* [Texto fornecido]:
Ricardo Freitas | Janeiro 2020

Um tanto quanto diferentes do conceito das tradicionais empresas públicas ou privadas, as cidades, especialmente as metrópoles, são exemplos de uma complexidade organizacional que ainda necessita de maior aprofundamento teórico nos estudos das Relações Públicas e da Propaganda. A cidade é uma organização cuja complexidade reside na sua pluralidade cotidiana e esse aspecto não é recorrente nas teorias da comunicação organizacional.

As ONGs, as empresas públicas e privadas, as entidades diversas, incluindo aquelas não formalizadas, se caracterizam como organizações plurais constituintes das grandes cidades. Nas metrópoles, as redes de comunicações vão muito além do alcance dos poderes públicos, metamorfoseando as narrativas de diversas camadas e estruturas. As prefeituras e a população são, nesse panorama, entes comunicantes, em que todos são atores sociais da explosão comunicacional própria das metrópoles da segunda década do século XXI.

* [Registros do conjunto de dados]:
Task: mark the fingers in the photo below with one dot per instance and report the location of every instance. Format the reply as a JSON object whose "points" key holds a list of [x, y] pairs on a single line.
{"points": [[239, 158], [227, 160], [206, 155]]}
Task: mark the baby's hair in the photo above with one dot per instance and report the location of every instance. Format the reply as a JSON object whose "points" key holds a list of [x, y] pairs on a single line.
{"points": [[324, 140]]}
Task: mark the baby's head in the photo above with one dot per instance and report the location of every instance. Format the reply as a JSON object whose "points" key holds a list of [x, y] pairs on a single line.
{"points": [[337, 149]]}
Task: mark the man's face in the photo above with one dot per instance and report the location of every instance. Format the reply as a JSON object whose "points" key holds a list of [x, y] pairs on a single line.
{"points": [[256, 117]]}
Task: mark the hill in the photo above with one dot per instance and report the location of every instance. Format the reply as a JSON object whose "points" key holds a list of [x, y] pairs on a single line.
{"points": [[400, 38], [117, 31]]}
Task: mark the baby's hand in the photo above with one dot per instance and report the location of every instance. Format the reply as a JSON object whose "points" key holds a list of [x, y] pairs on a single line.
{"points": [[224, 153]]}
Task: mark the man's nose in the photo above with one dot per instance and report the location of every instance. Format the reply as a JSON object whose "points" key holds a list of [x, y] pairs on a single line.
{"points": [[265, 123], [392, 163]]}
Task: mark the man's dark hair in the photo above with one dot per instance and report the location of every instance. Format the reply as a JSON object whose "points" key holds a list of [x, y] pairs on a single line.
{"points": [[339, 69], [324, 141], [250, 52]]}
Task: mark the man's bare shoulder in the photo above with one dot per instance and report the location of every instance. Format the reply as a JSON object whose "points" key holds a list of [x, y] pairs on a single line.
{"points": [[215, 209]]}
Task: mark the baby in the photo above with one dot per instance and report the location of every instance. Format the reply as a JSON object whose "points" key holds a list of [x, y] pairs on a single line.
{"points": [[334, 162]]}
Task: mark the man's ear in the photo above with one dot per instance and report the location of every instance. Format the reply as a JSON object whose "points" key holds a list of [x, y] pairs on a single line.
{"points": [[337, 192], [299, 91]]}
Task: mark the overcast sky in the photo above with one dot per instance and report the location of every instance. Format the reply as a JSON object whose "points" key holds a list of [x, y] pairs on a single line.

* [Tarefa proposta]:
Transcreva fielmente o trecho do texto sobre as cidades como organizações, começando em "As ONGs, as" e terminando em "do século XXI.". Os dados não guardam relação com o texto fornecido.

* [Solução apresentada]:
As ONGs, as empresas públicas e privadas, as entidades diversas, incluindo aquelas não formalizadas, se caracterizam como organizações plurais constituintes das grandes cidades. Nas metrópoles, as redes de comunicações vão muito além do alcance dos poderes públicos, metamorfoseando as narrativas de diversas camadas e estruturas. As prefeituras e a população são, nesse panorama, entes comunicantes, em que todos são atores sociais da explosão comunicacional própria das metrópoles da segunda década do século XXI.